[Opening SUPPLIED TEXT section]

Although long engaged in eco-friendly practices, Ingersoll Paper Box’s (IPB) latest green initiative could bring its sustainability focus to a whole new level of commitment. The major feature of this effort is a solar-panel array to be installed on the roof of the IPB plant. “Our goal is to be a more environmentally responsible company,” explains managing director Sarah Skinner. “It’s an ambitious effort, but it’s definitely worth it.”
The array will feature photovoltaic cells that look to generate up to 10 kilowatts of solar energy, which will be cycled back into the regional electrical grid for public-power distribution. Following a seven-year payback period for the array’s installation, IPB will actually generate a profit in its sale of solar energy to the grid.
THE WORD ON GREEN
IPB’s managing director, Sarah Skinner, has been instrumental in bringing sustainability to the forefront of her company’s agenda. Here, she talks about how other companies can motivate their workforce for a similar purpose.
Advantage: What steps can be taken to find and strengthen renewable-energy sources in Canada?
Sarah Skinner: By getting the word out, informing people about how our society currently generates energy, and how it affects our planet. We can then compare that to the alternatives available to us. Solar, wind, and geothermal are all sources that can turn on our lights and heat, and can cool our homes with little to no carbon footprint.
How can we encourage people and companies to be more sustainable?
For us, we feel that it’s the small things that count. We can all compost our kitchen waste and recycle paper, plastics, and glass in our homes. We can participate in our municipality’s special drop-off days for getting rid of household hazardous waste. We need to become more informed about programs that government and businesses are doing locally and globally.

[Closing SUPPLIED TEXT section]
[Opening RECORDS SHOWN section]

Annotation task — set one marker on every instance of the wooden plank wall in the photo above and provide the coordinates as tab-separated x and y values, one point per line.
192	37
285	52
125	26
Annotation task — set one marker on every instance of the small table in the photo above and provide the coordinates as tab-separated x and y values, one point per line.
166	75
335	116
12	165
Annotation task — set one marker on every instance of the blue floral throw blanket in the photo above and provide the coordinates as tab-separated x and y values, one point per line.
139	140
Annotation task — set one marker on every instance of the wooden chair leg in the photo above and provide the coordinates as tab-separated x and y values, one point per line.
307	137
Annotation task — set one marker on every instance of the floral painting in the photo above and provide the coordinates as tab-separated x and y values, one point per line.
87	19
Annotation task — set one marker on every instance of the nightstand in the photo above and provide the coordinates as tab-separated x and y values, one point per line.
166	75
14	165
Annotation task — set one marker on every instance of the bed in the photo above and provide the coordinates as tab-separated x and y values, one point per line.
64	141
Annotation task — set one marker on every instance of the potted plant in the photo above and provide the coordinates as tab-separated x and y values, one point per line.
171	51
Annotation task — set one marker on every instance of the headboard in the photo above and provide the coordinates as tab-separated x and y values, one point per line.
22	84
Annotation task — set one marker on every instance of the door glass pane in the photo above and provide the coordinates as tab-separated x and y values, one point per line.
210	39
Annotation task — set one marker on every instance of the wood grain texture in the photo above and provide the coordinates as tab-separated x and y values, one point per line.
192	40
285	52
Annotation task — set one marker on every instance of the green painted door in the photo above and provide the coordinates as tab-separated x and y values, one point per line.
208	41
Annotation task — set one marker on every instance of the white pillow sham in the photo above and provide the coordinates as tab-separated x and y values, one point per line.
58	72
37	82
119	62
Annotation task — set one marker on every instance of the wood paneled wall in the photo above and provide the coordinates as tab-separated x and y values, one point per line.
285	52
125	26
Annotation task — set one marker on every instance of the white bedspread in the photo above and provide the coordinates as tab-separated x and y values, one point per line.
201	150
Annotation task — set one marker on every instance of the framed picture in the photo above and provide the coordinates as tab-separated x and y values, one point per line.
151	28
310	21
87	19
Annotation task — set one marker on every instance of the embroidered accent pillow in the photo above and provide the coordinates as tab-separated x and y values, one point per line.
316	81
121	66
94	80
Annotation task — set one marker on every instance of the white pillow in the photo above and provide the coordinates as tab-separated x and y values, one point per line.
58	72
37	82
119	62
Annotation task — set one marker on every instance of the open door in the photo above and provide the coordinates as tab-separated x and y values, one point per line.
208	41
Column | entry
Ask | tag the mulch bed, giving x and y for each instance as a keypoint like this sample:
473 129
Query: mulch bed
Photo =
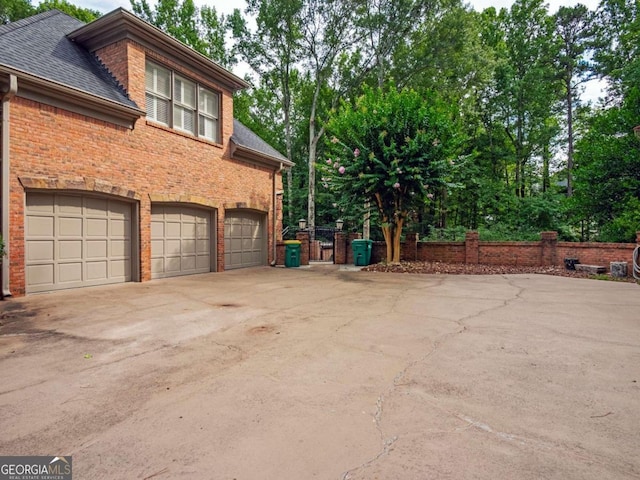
435 268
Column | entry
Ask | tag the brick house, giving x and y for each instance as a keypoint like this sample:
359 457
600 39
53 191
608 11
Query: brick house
121 159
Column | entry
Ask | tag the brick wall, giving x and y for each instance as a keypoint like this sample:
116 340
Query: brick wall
547 251
53 148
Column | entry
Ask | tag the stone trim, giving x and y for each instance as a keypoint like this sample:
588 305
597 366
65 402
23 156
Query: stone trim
257 206
182 198
85 184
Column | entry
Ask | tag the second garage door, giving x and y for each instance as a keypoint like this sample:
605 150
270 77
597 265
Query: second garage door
245 241
76 241
180 240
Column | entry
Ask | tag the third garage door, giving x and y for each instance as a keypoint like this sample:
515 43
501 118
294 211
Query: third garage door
245 242
180 240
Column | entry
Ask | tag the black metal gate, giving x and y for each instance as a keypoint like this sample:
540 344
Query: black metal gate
324 246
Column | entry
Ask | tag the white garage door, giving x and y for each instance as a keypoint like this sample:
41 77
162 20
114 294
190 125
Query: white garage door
245 242
180 241
76 241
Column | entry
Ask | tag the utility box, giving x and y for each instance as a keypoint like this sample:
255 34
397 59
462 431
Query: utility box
618 269
361 252
292 253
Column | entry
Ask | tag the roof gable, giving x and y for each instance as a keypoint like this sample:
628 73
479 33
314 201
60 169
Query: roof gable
249 146
39 46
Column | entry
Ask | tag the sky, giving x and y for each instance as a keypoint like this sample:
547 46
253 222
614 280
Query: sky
593 89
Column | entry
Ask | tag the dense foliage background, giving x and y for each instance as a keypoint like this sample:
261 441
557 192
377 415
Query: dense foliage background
533 156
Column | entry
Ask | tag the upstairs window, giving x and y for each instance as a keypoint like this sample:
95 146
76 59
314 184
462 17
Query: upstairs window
158 93
182 104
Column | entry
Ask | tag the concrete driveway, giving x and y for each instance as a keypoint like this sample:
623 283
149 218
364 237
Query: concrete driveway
321 373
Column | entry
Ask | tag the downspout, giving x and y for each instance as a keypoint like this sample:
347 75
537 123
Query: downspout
8 92
275 214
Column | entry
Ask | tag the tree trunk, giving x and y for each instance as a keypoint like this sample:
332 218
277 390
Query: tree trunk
313 147
397 234
388 241
570 140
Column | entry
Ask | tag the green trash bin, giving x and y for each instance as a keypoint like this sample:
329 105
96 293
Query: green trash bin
361 252
292 253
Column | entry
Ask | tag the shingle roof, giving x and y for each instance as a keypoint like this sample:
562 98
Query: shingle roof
244 137
38 45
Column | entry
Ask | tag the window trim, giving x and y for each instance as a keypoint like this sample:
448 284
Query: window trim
198 87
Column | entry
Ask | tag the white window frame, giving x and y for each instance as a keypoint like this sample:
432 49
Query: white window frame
156 96
202 118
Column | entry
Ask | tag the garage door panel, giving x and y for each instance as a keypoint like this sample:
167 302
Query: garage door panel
69 273
175 249
157 265
39 202
83 233
157 246
203 261
120 248
69 204
119 268
119 227
96 249
38 226
172 264
203 247
96 206
188 262
172 229
245 239
40 275
188 246
97 270
172 247
69 227
70 249
157 229
40 250
97 227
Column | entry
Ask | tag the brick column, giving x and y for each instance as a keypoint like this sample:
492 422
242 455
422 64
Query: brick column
350 238
548 246
410 252
280 253
472 247
304 248
340 248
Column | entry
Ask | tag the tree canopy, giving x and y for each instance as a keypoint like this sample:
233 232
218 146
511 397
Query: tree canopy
392 148
533 154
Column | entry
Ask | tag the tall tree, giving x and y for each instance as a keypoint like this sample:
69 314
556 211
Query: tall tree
12 10
203 30
574 32
527 85
328 35
272 51
393 149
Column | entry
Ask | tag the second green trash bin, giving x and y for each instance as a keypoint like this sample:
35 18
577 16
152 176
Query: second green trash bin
292 253
361 252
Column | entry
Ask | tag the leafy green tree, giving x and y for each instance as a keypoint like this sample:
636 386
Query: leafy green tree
575 33
392 148
328 34
272 51
203 30
527 82
12 10
84 14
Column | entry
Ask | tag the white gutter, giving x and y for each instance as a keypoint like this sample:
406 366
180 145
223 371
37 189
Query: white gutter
275 214
7 93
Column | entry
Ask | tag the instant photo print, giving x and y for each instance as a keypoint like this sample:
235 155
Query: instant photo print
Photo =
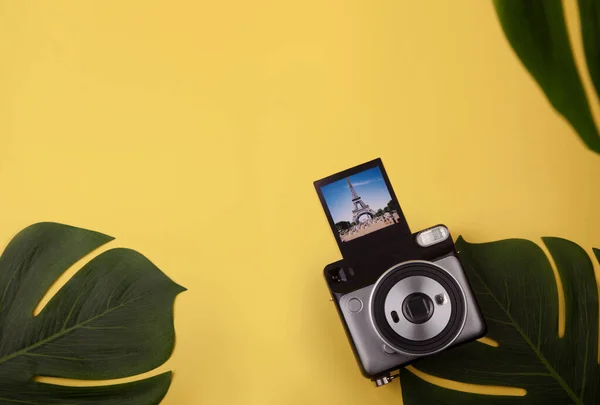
400 296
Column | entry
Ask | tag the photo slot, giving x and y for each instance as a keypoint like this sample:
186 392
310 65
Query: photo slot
360 204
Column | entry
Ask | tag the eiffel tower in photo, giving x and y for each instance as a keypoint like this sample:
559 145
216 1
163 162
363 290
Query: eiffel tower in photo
360 208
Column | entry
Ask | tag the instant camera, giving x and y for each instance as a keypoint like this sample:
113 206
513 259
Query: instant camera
400 296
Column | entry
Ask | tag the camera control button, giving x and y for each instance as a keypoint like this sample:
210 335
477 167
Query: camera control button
354 305
388 349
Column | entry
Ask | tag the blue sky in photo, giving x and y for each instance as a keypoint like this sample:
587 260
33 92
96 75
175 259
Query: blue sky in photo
369 185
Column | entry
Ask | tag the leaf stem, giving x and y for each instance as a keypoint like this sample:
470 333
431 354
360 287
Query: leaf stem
539 354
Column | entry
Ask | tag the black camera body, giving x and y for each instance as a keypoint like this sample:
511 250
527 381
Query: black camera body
400 296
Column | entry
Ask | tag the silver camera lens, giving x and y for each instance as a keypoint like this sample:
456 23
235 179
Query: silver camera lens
418 308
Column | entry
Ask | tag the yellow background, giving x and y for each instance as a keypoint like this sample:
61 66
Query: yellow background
193 130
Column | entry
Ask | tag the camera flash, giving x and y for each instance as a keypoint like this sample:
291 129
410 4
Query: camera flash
432 236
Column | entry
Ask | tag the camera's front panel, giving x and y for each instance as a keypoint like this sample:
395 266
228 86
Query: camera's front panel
414 310
373 354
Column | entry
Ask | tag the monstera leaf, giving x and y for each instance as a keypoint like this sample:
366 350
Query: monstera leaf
113 319
537 32
516 288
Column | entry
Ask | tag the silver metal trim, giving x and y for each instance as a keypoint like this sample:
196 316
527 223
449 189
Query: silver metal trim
376 285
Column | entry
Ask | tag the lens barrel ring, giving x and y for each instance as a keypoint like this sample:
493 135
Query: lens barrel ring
456 300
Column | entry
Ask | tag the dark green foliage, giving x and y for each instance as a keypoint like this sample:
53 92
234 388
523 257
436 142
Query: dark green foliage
516 289
113 319
537 32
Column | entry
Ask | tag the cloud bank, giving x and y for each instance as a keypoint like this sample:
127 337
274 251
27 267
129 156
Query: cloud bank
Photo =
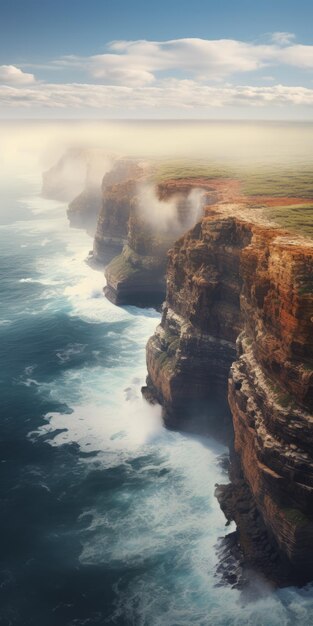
181 75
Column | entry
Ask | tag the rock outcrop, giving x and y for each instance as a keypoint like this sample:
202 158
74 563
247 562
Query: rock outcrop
66 177
78 170
118 190
158 215
239 315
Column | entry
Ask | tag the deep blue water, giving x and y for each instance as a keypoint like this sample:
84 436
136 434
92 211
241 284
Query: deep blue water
106 517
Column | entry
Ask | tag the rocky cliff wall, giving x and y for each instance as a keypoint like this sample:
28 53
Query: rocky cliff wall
118 190
137 276
238 315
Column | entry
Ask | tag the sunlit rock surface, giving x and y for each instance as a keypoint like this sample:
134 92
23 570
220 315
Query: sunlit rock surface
240 300
158 215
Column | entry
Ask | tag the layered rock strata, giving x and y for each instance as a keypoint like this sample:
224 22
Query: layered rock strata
234 279
118 190
137 276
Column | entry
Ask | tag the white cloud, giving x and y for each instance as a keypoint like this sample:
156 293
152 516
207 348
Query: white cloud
11 75
282 38
140 63
172 94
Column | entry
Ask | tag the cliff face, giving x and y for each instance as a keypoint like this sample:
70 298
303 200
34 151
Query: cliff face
192 350
137 276
271 389
63 180
235 280
117 191
78 170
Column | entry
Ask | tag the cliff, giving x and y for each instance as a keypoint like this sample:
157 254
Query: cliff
158 215
117 191
66 177
238 321
78 170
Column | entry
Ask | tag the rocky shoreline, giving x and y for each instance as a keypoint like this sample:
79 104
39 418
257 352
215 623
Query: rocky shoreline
233 354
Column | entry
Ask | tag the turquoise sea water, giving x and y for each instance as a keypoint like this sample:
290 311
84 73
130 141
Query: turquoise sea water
106 517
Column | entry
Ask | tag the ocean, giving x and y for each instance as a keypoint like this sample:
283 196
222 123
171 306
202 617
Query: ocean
106 516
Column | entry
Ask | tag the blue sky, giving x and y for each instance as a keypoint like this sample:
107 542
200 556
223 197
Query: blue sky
177 59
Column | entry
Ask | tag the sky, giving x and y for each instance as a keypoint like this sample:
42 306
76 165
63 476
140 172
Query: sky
165 59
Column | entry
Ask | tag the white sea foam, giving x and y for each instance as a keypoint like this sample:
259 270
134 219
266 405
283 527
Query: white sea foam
163 520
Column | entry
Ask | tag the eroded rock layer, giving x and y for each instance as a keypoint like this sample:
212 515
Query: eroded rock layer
193 348
234 279
118 190
137 276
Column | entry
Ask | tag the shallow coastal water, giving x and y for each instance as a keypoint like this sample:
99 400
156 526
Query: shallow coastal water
107 518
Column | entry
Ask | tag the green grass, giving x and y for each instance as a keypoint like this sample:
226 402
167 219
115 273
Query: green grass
295 217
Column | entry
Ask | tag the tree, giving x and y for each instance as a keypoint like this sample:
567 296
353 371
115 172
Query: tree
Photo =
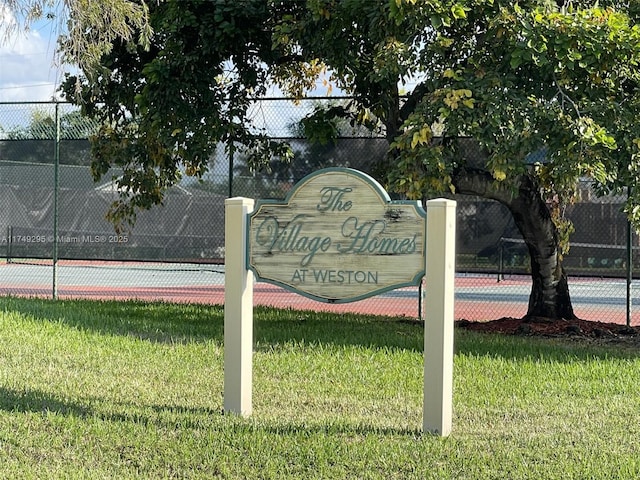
519 79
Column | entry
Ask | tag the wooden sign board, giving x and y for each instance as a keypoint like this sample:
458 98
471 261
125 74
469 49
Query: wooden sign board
337 237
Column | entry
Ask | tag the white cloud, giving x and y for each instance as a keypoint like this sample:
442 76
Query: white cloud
27 68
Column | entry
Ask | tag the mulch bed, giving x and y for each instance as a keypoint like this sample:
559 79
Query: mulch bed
576 329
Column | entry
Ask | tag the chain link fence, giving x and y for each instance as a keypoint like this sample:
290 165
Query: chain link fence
55 241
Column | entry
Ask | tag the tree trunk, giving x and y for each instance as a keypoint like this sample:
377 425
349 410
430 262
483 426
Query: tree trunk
550 291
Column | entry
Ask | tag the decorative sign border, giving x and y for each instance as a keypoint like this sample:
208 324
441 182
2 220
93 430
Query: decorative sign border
439 268
337 237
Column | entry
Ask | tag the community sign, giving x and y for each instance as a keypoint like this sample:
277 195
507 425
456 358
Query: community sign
337 237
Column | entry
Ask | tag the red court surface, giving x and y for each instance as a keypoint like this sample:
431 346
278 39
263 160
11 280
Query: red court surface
477 297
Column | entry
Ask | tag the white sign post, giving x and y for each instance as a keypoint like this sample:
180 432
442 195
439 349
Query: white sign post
238 309
339 238
438 316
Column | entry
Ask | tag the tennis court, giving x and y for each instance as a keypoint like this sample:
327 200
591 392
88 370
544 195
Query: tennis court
478 297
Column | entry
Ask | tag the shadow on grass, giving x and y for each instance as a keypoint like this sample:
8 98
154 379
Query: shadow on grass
37 401
176 416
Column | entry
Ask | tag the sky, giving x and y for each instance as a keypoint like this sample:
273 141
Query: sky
28 70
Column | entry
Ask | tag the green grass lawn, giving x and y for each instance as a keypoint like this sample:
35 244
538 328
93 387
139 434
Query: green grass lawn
134 390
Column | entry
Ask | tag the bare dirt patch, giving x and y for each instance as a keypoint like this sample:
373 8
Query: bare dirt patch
575 329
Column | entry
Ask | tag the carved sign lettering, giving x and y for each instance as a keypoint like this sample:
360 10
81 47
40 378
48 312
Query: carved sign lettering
337 237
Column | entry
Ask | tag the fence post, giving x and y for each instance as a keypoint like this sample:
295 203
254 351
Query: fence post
438 316
56 189
238 309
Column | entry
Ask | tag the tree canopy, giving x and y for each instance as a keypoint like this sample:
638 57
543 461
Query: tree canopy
547 91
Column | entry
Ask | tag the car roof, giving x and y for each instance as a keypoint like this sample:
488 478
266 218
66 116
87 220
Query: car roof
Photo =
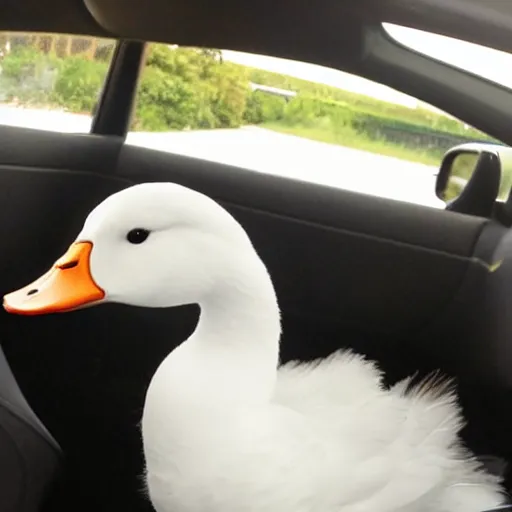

[Closing RECORDS SHOWN section]

# TASKS AND EXERCISES
**a)** Answer these questions using the Ingersoll Paper Box text:
(i) Up to how many kilowatts of solar energy is the array expected to generate?
(ii) How long is the payback period for the array's installation?
(iii) Which three energy sources does Sarah Skinner name as able to turn on lights and heat, and cool homes?
**b)** Output the Ingersoll Paper Box text from "How can we encourage" up to and including "locally and globally.", reproducing it character for character.
The entries are not needed for the work on this page.

# TASK-BY-TASK SOLUTIONS
**a)**
(i) Up to 10 kilowatts.
(ii) Seven years.
(iii) Solar, wind, and geothermal.

**b)**
How can we encourage people and companies to be more sustainable?
For us, we feel that it’s the small things that count. We can all compost our kitchen waste and recycle paper, plastics, and glass in our homes. We can participate in our municipality’s special drop-off days for getting rid of household hazardous waste. We need to become more informed about programs that government and businesses are doing locally and globally.